▶ [Task statement]: According to the passage on medical instrumentation, what did William Bovie's electrosurgical unit make possible?
[[ Source extract, beginning ]]
Among the earliest electrical experiments were those by Luigi Galvani. In 1771, he discovered that the muscles of dead frogs’ legs twitched when struck by a spark.

Willem Einthoven invented the first practical electrocardiogram (ECG or EKG) in 1903. Einthoven placed the hands and feet of subjects in buckets of saline and used the string galvanometer to record the electrocardiogram (ECG) without electronics. The string galvanometer used a thin filament of conductive wire passing through strong electromagnets. When current passed through the wire, it would move the wire and its shadow from a light, which darkened moving photographic paper, which recorded the ECG.

In 1926, William Bovie developed the electrosurgical unit, which permitted surgery on vascular organs such as the brain, liver, and spleen. The development of the transistor and the computer enabled a flowering of the many advanced diagnostic and therapeutic devices we find in hospitals today.

Principles of Applied Biomedical Instrumentation, 3rd Edition, L.E. Geddes and L.E. Baker, John Wiley & Sons, New York, 1989, covers physiological events, many types of sensors, stimulators, radiant energy devices, ventilators, and anesthesia equipment.

The Encyclopedia of Medical Devices and Instrumentation, 2nd Edition, J.G. Webster, Ed., John Wiley & Sons, Hoboken NJ, 2006, is a six volume work of 300 articles that describes critical aspects of medical devices and instrumentation.

Medical Instrumentation Application and Design, 4th Edition, J.G. Webster Ed., John Wiley & Sons, Hoboken NJ, 2010 is a widely used text that encourages design of the above devices and instrumentation.

Key Terms in this Chapter

Heart-Lung Machine: Performs the functions of both the human heart and the lungs, allowing surgeons to suspend normal circulation to repair defects in the heart.

Electrosurgery: High frequency electric current applied to a scalpel to cut and coagulate tissue.

Electric Safety: Methods for minimizing electric shock to the body that might cause ventricular fibrillation.

Pulse Oximeter: A noninvasive method for monitoring the arterial oxygen saturation SO2 of a patient’s blood.

Lithotripsy: Focused ultrasound that disintegrates kidney stones.

Ablation: Destruction of tissue function – such as heating cancer to kill it.

Ventilator: A pump to force air into the lung to breathe for sedated patients.

Anesthesia Machines: Provide inhalational anesthetics as gases or volatile liquids and ventilate the lungs in sedated patients.
[[ Source extract, end ]]
[[ Given records, beginning ]]
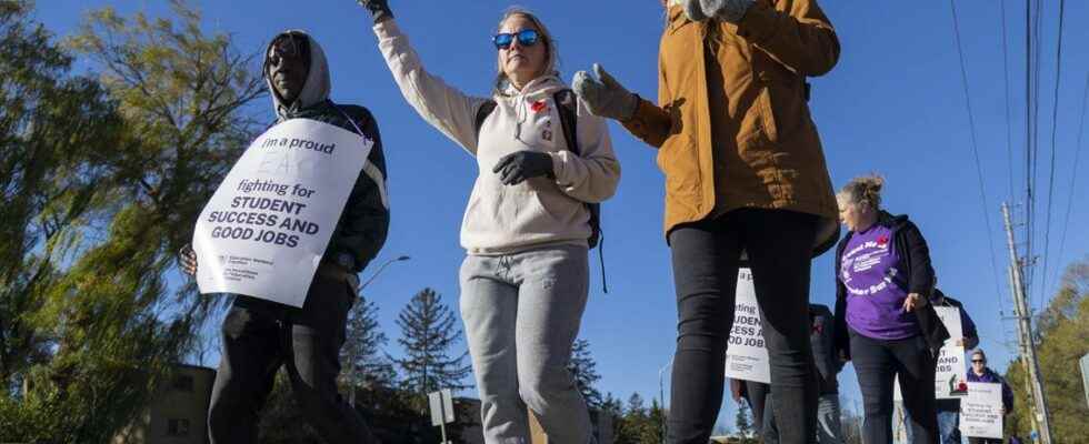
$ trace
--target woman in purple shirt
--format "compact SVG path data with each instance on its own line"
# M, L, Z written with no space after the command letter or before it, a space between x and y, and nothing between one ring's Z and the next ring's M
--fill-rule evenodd
M852 180L837 194L849 230L836 254L837 351L852 360L866 411L863 442L892 442L899 376L913 443L936 443L935 354L949 334L928 304L930 251L907 215L881 210L885 180Z

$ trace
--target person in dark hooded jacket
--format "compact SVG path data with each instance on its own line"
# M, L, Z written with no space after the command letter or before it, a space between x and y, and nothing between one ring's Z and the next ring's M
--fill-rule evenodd
M929 303L935 272L919 228L881 210L880 176L837 194L849 232L836 251L837 350L853 362L866 411L863 442L892 442L899 377L913 443L937 443L935 354L949 333Z
M277 36L263 75L277 123L309 119L373 142L301 309L234 295L222 325L222 360L208 414L212 444L257 443L258 413L281 365L300 411L327 443L373 443L356 411L337 393L340 347L357 297L357 274L378 254L389 229L386 160L378 123L366 108L329 100L329 68L321 47L302 31ZM182 269L196 274L191 250Z

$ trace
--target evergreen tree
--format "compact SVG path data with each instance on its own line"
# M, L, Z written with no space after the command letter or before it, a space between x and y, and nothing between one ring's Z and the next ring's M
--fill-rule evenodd
M571 361L568 363L567 369L571 372L571 376L575 377L575 384L579 387L579 393L582 394L582 398L586 400L586 405L593 410L600 408L602 403L601 392L593 386L601 380L597 367L598 363L593 360L593 355L590 354L590 341L575 341L575 346L571 351Z
M362 385L390 386L392 364L382 352L388 342L378 325L378 305L360 295L348 313L344 346L340 349L341 377L350 389Z
M0 2L0 65L14 60L8 56L44 57L13 71L30 83L0 74L0 95L16 98L0 112L29 109L20 103L36 110L0 134L0 181L14 179L0 191L34 201L30 213L9 213L20 198L3 194L0 209L0 336L16 340L0 344L11 356L0 359L2 376L8 386L12 375L30 383L26 400L0 395L0 430L8 441L108 442L170 381L221 306L223 299L198 296L192 283L171 292L167 274L259 130L244 109L264 85L252 57L227 34L206 34L181 1L163 19L87 14L66 44L101 73L69 82L67 51L36 37L44 34L28 20L28 4ZM30 40L7 39L19 34ZM36 183L46 186L24 188ZM30 230L8 230L24 214ZM33 410L29 434L7 422L28 417L19 413L26 408Z
M1089 258L1067 268L1058 293L1040 313L1036 326L1037 359L1051 414L1051 435L1059 442L1087 437L1089 407L1078 360L1089 352ZM1010 363L1005 379L1015 395L1013 412L1003 421L1006 433L1023 438L1032 430L1032 397L1020 360Z
M451 349L461 339L458 320L434 290L423 289L412 296L398 314L397 325L401 327L397 342L404 347L404 359L392 361L401 369L407 390L427 394L469 387L463 383L472 372L464 364L469 352L451 356Z

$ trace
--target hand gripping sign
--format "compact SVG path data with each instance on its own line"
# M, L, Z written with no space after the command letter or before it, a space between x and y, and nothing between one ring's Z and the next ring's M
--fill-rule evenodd
M197 221L200 292L302 306L372 145L307 119L257 138Z
M963 337L960 325L960 310L955 306L935 306L938 317L949 331L949 339L938 351L935 369L935 395L939 400L959 398L968 393L965 346L958 342Z
M749 269L738 271L737 301L733 309L733 329L726 349L726 376L735 380L771 383L768 349L763 343L760 305L752 285Z

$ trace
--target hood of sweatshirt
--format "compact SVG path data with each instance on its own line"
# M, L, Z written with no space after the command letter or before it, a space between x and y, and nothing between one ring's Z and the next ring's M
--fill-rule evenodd
M264 62L262 65L268 67L272 42L286 34L293 34L297 38L307 39L310 46L310 70L307 72L307 80L302 84L302 91L299 92L299 98L292 103L287 103L276 92L276 88L272 85L272 79L268 75L268 70L266 69L264 84L268 85L269 95L272 97L272 108L276 110L277 121L287 120L288 115L293 111L303 110L324 102L329 99L329 92L332 89L329 80L329 62L326 60L326 52L321 50L318 41L306 31L292 29L277 34L269 42L268 47L264 48Z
[[ Given records, end ]]
▶ [Exercise result]: It permitted surgery on vascular organs such as the brain, liver, and spleen.